* Problem statement *
Reproduce the entire listing exactly. Leave the pictures out.

───── Exercise material

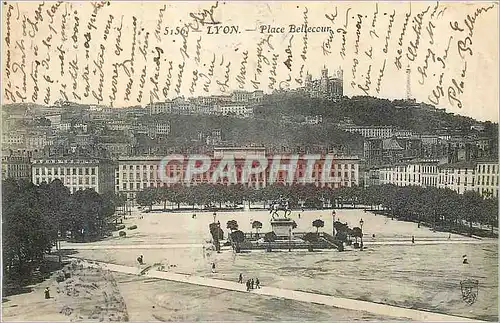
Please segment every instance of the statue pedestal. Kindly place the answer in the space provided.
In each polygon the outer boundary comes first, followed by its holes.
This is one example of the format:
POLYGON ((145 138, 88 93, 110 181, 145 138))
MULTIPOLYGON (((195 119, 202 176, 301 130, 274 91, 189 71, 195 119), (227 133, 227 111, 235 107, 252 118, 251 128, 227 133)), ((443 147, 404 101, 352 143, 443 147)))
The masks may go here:
POLYGON ((293 220, 274 219, 271 220, 271 227, 273 228, 273 232, 278 236, 278 239, 293 239, 293 220))

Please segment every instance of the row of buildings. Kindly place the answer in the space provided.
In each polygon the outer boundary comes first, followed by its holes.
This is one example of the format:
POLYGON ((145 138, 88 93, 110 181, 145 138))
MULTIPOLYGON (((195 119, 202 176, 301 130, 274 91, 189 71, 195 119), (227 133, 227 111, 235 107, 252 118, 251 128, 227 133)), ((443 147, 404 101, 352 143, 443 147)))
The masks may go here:
MULTIPOLYGON (((327 170, 325 159, 318 159, 308 168, 306 158, 299 158, 297 167, 290 175, 286 167, 273 171, 270 165, 276 155, 266 152, 264 147, 215 148, 210 156, 210 166, 203 174, 197 174, 185 185, 212 182, 218 164, 224 158, 235 161, 236 181, 248 183, 250 187, 263 188, 270 183, 300 183, 306 172, 312 171, 312 182, 319 187, 351 187, 394 184, 397 186, 422 186, 449 188, 459 194, 476 191, 483 197, 498 197, 499 165, 494 160, 462 161, 442 163, 439 160, 413 160, 390 166, 360 169, 360 159, 355 156, 334 157, 327 170), (260 156, 267 160, 268 167, 260 174, 253 174, 246 182, 243 166, 247 156, 260 156)), ((304 157, 304 156, 303 156, 304 157)), ((290 160, 281 157, 281 164, 290 160)), ((165 177, 185 179, 187 160, 165 164, 162 157, 122 156, 117 160, 104 158, 32 158, 31 156, 4 155, 2 157, 2 178, 24 178, 39 185, 60 179, 72 193, 80 189, 94 189, 99 193, 114 191, 126 194, 133 200, 137 192, 147 187, 173 185, 165 177)), ((222 184, 231 183, 223 178, 222 184)))
MULTIPOLYGON (((308 160, 299 158, 292 175, 286 170, 287 166, 274 168, 276 163, 286 165, 290 163, 286 157, 276 161, 276 155, 266 153, 264 147, 238 147, 238 148, 215 148, 210 156, 210 167, 204 174, 190 178, 188 182, 181 181, 186 185, 209 183, 216 172, 218 164, 225 158, 231 158, 235 163, 235 174, 237 183, 245 183, 250 187, 263 188, 269 183, 290 183, 290 177, 294 182, 301 182, 306 176, 308 160), (267 161, 268 166, 260 174, 253 174, 251 178, 244 179, 244 165, 247 156, 260 156, 267 161)), ((104 158, 31 158, 30 156, 3 156, 2 177, 30 179, 34 184, 42 182, 50 183, 60 179, 72 193, 80 189, 94 189, 99 193, 113 190, 116 193, 124 193, 129 199, 133 199, 137 192, 147 187, 169 186, 162 176, 179 176, 184 179, 187 171, 187 160, 181 163, 169 163, 164 165, 162 157, 152 156, 123 156, 118 160, 104 158)), ((319 159, 312 165, 312 178, 309 182, 317 186, 339 188, 342 186, 359 185, 359 158, 334 157, 331 162, 330 172, 325 167, 329 165, 325 159, 319 159), (328 176, 327 176, 328 175, 328 176)), ((310 166, 309 166, 310 167, 310 166)), ((230 179, 222 178, 220 183, 228 184, 230 179)), ((172 184, 173 185, 173 184, 172 184)))
POLYGON ((415 160, 370 168, 364 172, 364 183, 449 188, 459 194, 476 191, 483 197, 498 197, 499 168, 497 160, 415 160))

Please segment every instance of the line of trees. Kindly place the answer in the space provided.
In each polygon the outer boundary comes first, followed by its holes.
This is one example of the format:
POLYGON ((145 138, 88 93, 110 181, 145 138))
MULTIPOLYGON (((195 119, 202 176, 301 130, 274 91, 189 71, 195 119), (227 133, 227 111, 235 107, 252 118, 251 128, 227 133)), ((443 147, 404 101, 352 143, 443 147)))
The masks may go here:
POLYGON ((254 189, 241 184, 201 184, 149 187, 137 194, 140 205, 152 209, 155 204, 167 202, 198 207, 216 208, 222 204, 241 205, 277 199, 280 195, 290 199, 290 207, 335 208, 363 205, 392 218, 423 223, 437 229, 464 230, 467 223, 472 232, 473 223, 494 226, 498 223, 498 199, 482 198, 474 191, 458 194, 448 188, 404 186, 391 184, 369 187, 319 188, 313 184, 285 186, 269 185, 254 189))
POLYGON ((29 277, 58 239, 89 241, 108 234, 123 199, 94 190, 74 194, 60 180, 39 186, 2 182, 3 270, 7 278, 29 277))

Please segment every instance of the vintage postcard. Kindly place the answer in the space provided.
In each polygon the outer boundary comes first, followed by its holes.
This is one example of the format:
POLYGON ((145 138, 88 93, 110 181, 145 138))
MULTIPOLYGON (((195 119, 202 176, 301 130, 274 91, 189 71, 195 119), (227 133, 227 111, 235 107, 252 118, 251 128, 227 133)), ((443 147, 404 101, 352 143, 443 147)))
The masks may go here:
POLYGON ((2 2, 2 320, 498 321, 498 2, 2 2))

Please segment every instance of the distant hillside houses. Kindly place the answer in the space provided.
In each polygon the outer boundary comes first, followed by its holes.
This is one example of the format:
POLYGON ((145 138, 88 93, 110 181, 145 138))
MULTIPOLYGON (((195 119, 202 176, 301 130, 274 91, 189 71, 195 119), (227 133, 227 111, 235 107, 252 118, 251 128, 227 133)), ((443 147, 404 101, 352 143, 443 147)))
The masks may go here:
POLYGON ((390 126, 357 126, 354 124, 342 124, 340 128, 350 133, 359 133, 366 138, 389 138, 411 137, 413 132, 410 130, 396 129, 390 126))
POLYGON ((264 98, 264 91, 233 91, 230 95, 211 95, 185 99, 178 97, 164 102, 146 105, 150 115, 168 113, 181 115, 236 114, 245 117, 253 115, 250 106, 264 98), (241 107, 238 109, 237 107, 241 107), (244 109, 243 109, 244 108, 244 109), (222 111, 222 112, 221 112, 222 111))

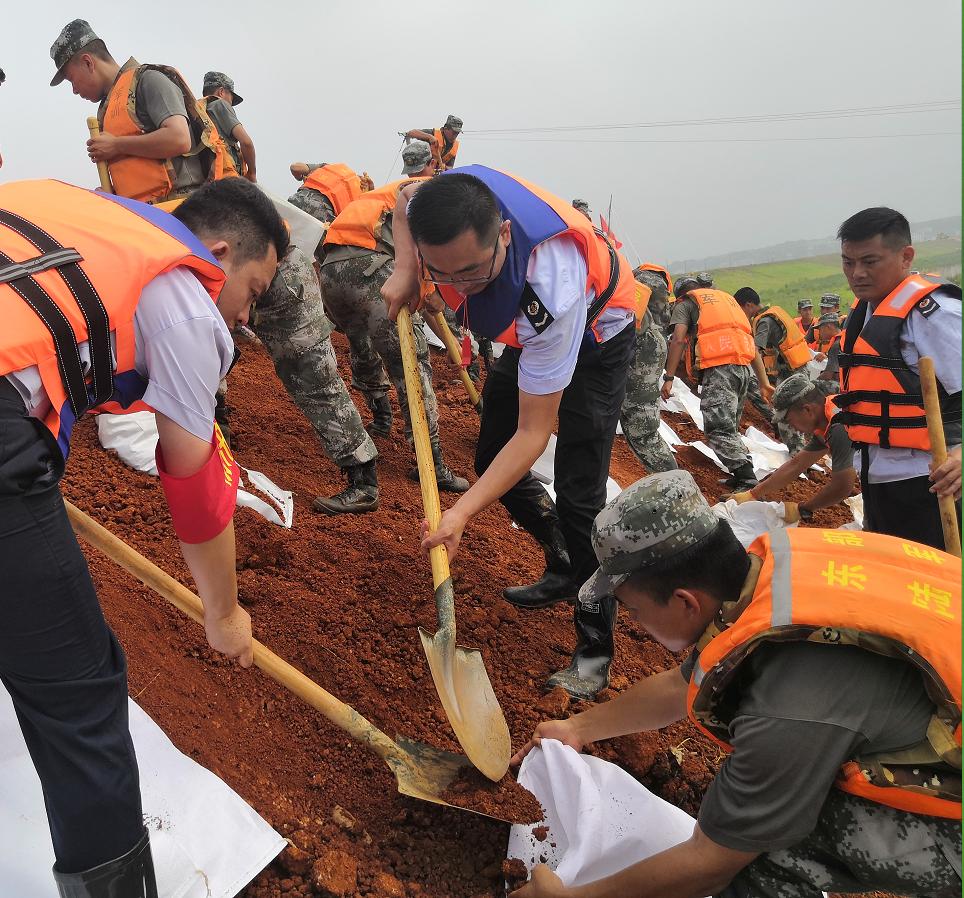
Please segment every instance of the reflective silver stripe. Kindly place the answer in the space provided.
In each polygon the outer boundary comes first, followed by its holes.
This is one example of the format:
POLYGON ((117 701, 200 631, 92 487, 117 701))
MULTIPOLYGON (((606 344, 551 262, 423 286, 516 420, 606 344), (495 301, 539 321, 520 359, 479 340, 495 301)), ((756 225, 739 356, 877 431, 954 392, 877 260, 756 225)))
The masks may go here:
POLYGON ((693 665, 693 682, 699 686, 703 682, 703 677, 705 676, 703 672, 703 665, 700 664, 700 659, 697 657, 696 663, 693 665))
POLYGON ((59 268, 69 262, 82 262, 84 257, 75 249, 58 249, 42 256, 35 256, 25 262, 14 262, 0 268, 0 284, 9 284, 21 278, 39 274, 50 268, 59 268))
POLYGON ((784 528, 770 531, 770 551, 773 553, 770 625, 785 627, 793 618, 793 597, 790 594, 790 537, 784 528))
POLYGON ((933 287, 929 281, 919 280, 918 278, 911 277, 900 290, 894 298, 888 303, 892 309, 899 309, 908 299, 911 298, 918 290, 922 287, 933 287))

──────────

* Expected output *
Please segment every instance of the statue pedestal. Kindly place the answer in the space provided.
In each polygon the outer boundary comes first, followed by its holes.
This is one example of the format:
POLYGON ((145 138, 88 93, 110 181, 145 138))
MULTIPOLYGON (((195 119, 202 176, 301 130, 274 91, 189 71, 195 119), (227 133, 227 111, 235 107, 252 118, 251 128, 227 133)), ((443 147, 404 101, 352 143, 443 147)))
The masks may go here:
POLYGON ((293 220, 274 219, 271 220, 271 227, 273 228, 273 232, 278 236, 278 239, 293 239, 293 220))

Please segment every instance of the row of buildings. Kindly place the answer in the space provided.
In each polygon the outer boundary comes first, followed by its holes.
This is one example of the format:
POLYGON ((145 138, 88 93, 110 181, 145 138))
MULTIPOLYGON (((195 119, 202 176, 301 130, 274 91, 189 71, 195 119), (227 133, 227 111, 235 107, 252 118, 251 128, 227 133)), ((443 147, 404 101, 352 143, 443 147)))
The masks may go here:
MULTIPOLYGON (((327 170, 325 159, 318 159, 308 168, 306 158, 299 158, 297 167, 290 175, 286 167, 273 171, 270 165, 276 155, 266 152, 264 147, 215 148, 210 156, 210 166, 203 174, 197 174, 185 185, 212 182, 218 164, 224 158, 235 161, 236 181, 248 183, 250 187, 263 188, 270 183, 300 183, 306 172, 312 171, 312 182, 319 187, 351 187, 394 184, 397 186, 422 186, 449 188, 459 194, 476 191, 483 197, 498 197, 499 165, 494 160, 462 161, 442 163, 439 160, 413 160, 390 166, 360 169, 360 159, 355 156, 334 157, 327 170), (260 156, 267 160, 268 167, 260 174, 253 174, 246 182, 243 166, 247 156, 260 156)), ((304 157, 304 156, 303 156, 304 157)), ((290 160, 281 157, 281 164, 290 160)), ((165 177, 185 179, 187 160, 165 164, 162 157, 122 156, 117 160, 104 158, 32 158, 31 156, 4 155, 2 157, 2 178, 24 178, 39 185, 60 179, 72 193, 80 189, 94 189, 99 193, 114 191, 126 194, 133 200, 137 192, 147 187, 173 185, 165 177)), ((222 184, 231 183, 223 178, 222 184)))
MULTIPOLYGON (((308 160, 299 158, 292 175, 286 170, 287 166, 274 168, 276 163, 286 165, 290 163, 286 157, 276 161, 276 155, 266 153, 264 147, 238 147, 238 148, 215 148, 210 156, 210 167, 204 174, 190 178, 188 182, 181 181, 186 185, 209 183, 216 172, 218 164, 225 158, 231 158, 235 163, 235 174, 237 183, 245 183, 250 187, 263 188, 269 183, 290 183, 290 177, 294 182, 301 182, 306 176, 308 160), (267 161, 268 166, 260 174, 253 174, 251 178, 244 179, 244 165, 247 156, 260 156, 267 161)), ((104 158, 31 158, 30 156, 3 156, 2 177, 30 179, 34 184, 42 182, 50 183, 60 179, 72 193, 80 189, 94 189, 99 193, 113 190, 116 193, 124 193, 129 199, 133 199, 137 192, 147 187, 169 186, 162 176, 179 176, 184 179, 187 171, 187 160, 181 163, 169 163, 164 165, 162 157, 152 156, 123 156, 118 160, 104 158)), ((319 159, 312 165, 312 178, 309 182, 317 186, 339 188, 342 186, 359 185, 359 158, 334 157, 331 162, 330 172, 325 167, 329 165, 325 159, 319 159), (328 176, 327 176, 328 175, 328 176)), ((310 166, 309 166, 310 167, 310 166)), ((230 179, 222 178, 220 183, 228 184, 230 179)), ((172 184, 173 185, 173 184, 172 184)))
POLYGON ((415 160, 370 168, 364 172, 364 183, 449 188, 459 194, 476 191, 483 197, 498 197, 499 168, 497 160, 415 160))

Please segment every instance of the line of trees. Kindly place the answer in the space provided.
In each polygon the outer boundary comes first, followed by its holes.
This is one example of the format:
POLYGON ((145 138, 88 93, 110 181, 145 138))
MULTIPOLYGON (((195 119, 202 176, 301 130, 274 91, 189 71, 195 119), (227 133, 227 111, 235 107, 252 118, 251 128, 227 133)), ((443 147, 404 101, 352 143, 443 147)))
The masks may go here:
POLYGON ((254 189, 241 184, 201 184, 149 187, 137 194, 140 205, 152 209, 155 204, 167 202, 198 207, 216 208, 222 204, 241 205, 277 199, 280 195, 290 199, 290 207, 335 208, 363 205, 392 218, 423 223, 437 229, 464 230, 467 223, 472 232, 473 223, 494 226, 498 223, 498 199, 482 198, 474 191, 458 194, 448 188, 404 186, 391 184, 369 187, 319 188, 313 184, 285 186, 269 185, 254 189))
POLYGON ((29 277, 58 239, 89 241, 108 234, 123 199, 94 190, 74 194, 60 180, 39 186, 2 182, 3 270, 7 278, 29 277))

Please segment every instance of the vintage postcard. Kindly place the answer in the space provided.
In each polygon the outer boundary comes first, followed by its holes.
This is one example of the format:
POLYGON ((145 138, 88 93, 110 181, 145 138))
MULTIPOLYGON (((195 119, 202 176, 301 130, 274 91, 189 71, 195 119), (227 133, 227 111, 235 107, 252 118, 251 128, 227 133)), ((443 147, 404 101, 352 143, 443 147)))
The masks may go here:
POLYGON ((2 2, 2 320, 498 321, 498 2, 2 2))

Please segment every instance of the distant hillside houses. Kindly place the answer in the space provided.
In each polygon the outer boundary comes first, followed by its holes.
This is one example of the format:
POLYGON ((145 138, 88 93, 110 181, 145 138))
MULTIPOLYGON (((195 119, 202 176, 301 130, 274 91, 189 71, 195 119), (227 133, 227 111, 235 107, 252 118, 251 128, 227 133)), ((443 147, 404 101, 352 143, 443 147)))
The masks may go here:
POLYGON ((390 126, 357 126, 354 124, 342 124, 340 128, 350 133, 359 133, 366 138, 389 138, 411 137, 413 132, 410 130, 396 129, 390 126))
POLYGON ((264 98, 264 91, 233 91, 230 95, 211 95, 185 99, 178 97, 164 102, 146 105, 150 115, 168 113, 181 115, 236 114, 245 117, 253 115, 250 106, 264 98), (241 107, 238 109, 237 107, 241 107), (244 109, 243 109, 244 108, 244 109), (222 111, 222 112, 221 112, 222 111))

Please segment every instance of the reflective silver stripe. Kindly place the answer in the space provided.
In each polygon the outer boundary comes first, followed by its holes.
This is one example of the format:
POLYGON ((117 701, 200 631, 92 487, 117 701))
MULTIPOLYGON (((606 344, 551 262, 423 286, 516 420, 606 344), (495 301, 539 321, 520 359, 479 340, 495 301)), ((756 225, 739 356, 877 431, 954 392, 877 260, 756 225)))
The masks may go here:
POLYGON ((693 665, 693 682, 699 686, 703 682, 703 677, 705 676, 703 672, 703 665, 700 664, 700 659, 697 657, 696 663, 693 665))
POLYGON ((59 268, 69 262, 82 262, 84 257, 75 249, 58 249, 42 256, 35 256, 25 262, 14 262, 0 268, 0 284, 9 284, 21 278, 39 274, 50 268, 59 268))
POLYGON ((784 528, 770 531, 770 551, 773 553, 770 625, 785 627, 793 618, 793 597, 790 594, 790 537, 784 528))
POLYGON ((933 287, 929 281, 919 280, 918 278, 911 277, 900 290, 894 298, 888 303, 892 309, 899 309, 908 299, 911 298, 918 290, 922 287, 933 287))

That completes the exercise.